--- Data extract ---
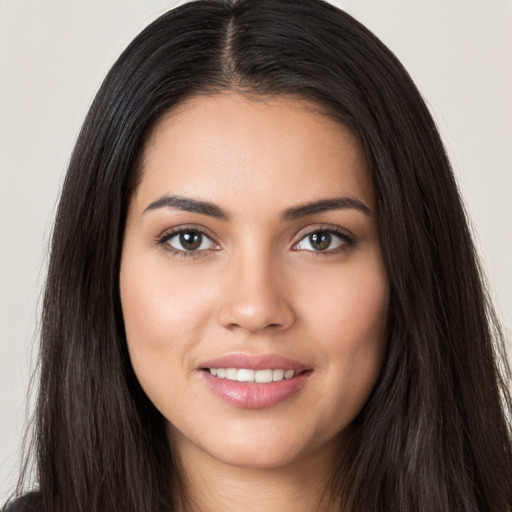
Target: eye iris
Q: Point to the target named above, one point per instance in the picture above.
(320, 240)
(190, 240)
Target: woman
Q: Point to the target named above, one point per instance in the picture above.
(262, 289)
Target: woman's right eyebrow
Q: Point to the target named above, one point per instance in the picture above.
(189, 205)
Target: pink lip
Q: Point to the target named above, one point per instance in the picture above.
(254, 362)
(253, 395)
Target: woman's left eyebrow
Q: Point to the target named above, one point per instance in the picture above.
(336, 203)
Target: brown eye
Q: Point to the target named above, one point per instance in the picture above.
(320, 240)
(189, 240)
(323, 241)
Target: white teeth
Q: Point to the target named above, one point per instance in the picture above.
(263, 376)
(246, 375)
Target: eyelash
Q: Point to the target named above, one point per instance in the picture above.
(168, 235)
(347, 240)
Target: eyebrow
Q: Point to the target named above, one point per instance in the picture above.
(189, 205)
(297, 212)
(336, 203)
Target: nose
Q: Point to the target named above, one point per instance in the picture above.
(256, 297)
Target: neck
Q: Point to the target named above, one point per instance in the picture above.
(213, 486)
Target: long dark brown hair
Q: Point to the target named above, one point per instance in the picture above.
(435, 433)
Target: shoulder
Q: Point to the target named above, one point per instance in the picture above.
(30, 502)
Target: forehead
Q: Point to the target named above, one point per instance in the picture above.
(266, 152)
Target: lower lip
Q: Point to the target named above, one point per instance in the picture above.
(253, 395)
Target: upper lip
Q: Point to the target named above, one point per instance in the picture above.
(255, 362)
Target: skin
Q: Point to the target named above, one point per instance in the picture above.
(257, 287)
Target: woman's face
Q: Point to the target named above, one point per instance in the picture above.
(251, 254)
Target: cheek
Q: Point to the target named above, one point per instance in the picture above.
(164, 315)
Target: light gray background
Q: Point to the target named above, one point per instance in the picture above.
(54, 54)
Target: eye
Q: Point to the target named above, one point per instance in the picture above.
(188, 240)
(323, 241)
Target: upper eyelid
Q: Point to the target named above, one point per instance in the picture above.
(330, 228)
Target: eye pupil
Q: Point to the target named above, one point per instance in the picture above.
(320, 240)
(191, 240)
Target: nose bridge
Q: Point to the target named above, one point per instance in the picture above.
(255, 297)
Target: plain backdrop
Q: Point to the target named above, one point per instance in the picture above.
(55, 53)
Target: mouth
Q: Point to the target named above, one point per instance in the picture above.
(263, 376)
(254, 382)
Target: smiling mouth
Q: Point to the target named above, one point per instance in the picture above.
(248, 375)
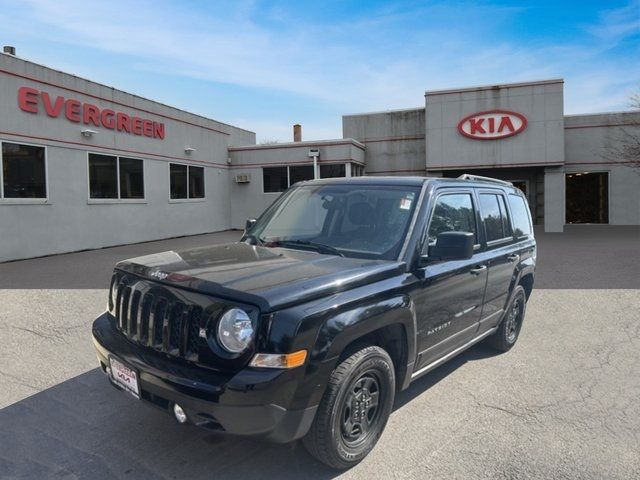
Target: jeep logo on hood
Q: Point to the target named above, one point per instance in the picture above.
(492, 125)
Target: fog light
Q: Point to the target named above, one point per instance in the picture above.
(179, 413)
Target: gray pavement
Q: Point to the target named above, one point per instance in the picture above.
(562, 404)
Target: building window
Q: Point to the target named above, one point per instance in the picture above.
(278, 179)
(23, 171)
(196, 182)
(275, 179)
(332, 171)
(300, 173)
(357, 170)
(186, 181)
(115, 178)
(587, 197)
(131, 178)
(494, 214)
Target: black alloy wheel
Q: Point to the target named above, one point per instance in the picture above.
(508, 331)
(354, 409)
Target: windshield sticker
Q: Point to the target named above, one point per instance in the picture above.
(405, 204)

--- Objective ---
All of the data needs repeating exactly, but the pictures do not.

--- Written response ---
Target: eye iris
Q: Point to the target named above, one point per instance in the picture above.
(320, 240)
(190, 240)
Target: woman
Q: Point to the target named above, one point per instance in the picture above.
(262, 289)
Target: woman's right eyebrow
Q: Point to the target named above, one point per instance in the picture above.
(189, 205)
Target: pink lip
Q: Point to the target named above, one point per instance in the picture above.
(254, 362)
(253, 395)
Target: woman's left eyebrow
Q: Point to the target named above, one point per instance in the picture above.
(336, 203)
Target: brown eye
Q: Point to the target named above, one point per instance in the picture above.
(320, 240)
(189, 240)
(323, 241)
Target: white teeth
Q: Point to the target named above, one point per instance in the picture above.
(263, 376)
(246, 375)
Target: eyelash
Q: Point to the target named above, one point per instance in the picture above.
(168, 235)
(347, 240)
Target: eyebrow
Q: Point to the target named above, one point per instance in the picture above.
(189, 205)
(297, 212)
(336, 203)
Target: nose
Q: Point to the target named above, one point per instance in the picture above.
(256, 297)
Target: neck
Q: Point to the target named above, one point per instance in the picture above.
(213, 486)
Target: long dark brown hair
Q: Point to the target named above, one point per instance in the picture above.
(435, 433)
Target: shoulder
Q: Point to the target named above, one point per instance in the picture above.
(30, 502)
Target: forehead
Q: Point to the target named above, one point per instance in the picture above.
(266, 152)
Target: lower lip
Q: Point to the target named above, one point per instance in the picture above.
(253, 395)
Target: upper lip
Q: Point to the target named above, one point per instance in the picture above.
(255, 362)
Target: skin
Q: Point to the target named above, one point per instance in the picture above.
(257, 287)
Target: woman's face
Q: Point to the target named above, one point per instance in the picture above.
(251, 254)
Target: cheek
Q: Point to the target named above, one point per instance in the picture above.
(164, 315)
Target: light gray background
Q: Point to the target named above, one point per instance in the picture above.
(54, 54)
Target: eye
Q: Point to the target named above, one point per instance in the picture above.
(188, 240)
(323, 241)
Target: upper eyelid
Q: Point to the target named above, one point per instance in the picture above.
(330, 228)
Target: eye pupil
Q: Point to the target named above, one point per instance in the picture above.
(320, 240)
(191, 240)
Target: nose bridge
Q: Point to the target named above, one point per instance in the picture above.
(255, 297)
Target: plain backdrop
Q: Point to the target named above, one point per instance in the picture above.
(55, 53)
Target: mouth
Q: Point to the target named above, one point per instance in the picture above.
(263, 376)
(254, 382)
Target: smiling mouth
Q: Point to the target named above, one point per instance in the picture above.
(248, 375)
Target: jeep logo on hood
Q: Point to the target named above, one point per instance in the picture above.
(492, 125)
Target: fog light
Q: Point to the target named above, one point per instance in the picture above.
(179, 413)
Target: gray pavement
Q: Point to the target named above, one point per instance in the picture above.
(562, 404)
Target: building window
Q: Point to the target named above, one point per instance in the picture above.
(278, 179)
(23, 171)
(196, 182)
(275, 179)
(332, 171)
(300, 173)
(357, 170)
(186, 181)
(115, 178)
(587, 197)
(131, 178)
(494, 214)
Target: black alloy wheel
Q: Point to the target named above, one point per instance in the picture above.
(508, 331)
(354, 409)
Target: windshield sticker
Q: Point to the target named above, one point per instance in the picture above.
(405, 204)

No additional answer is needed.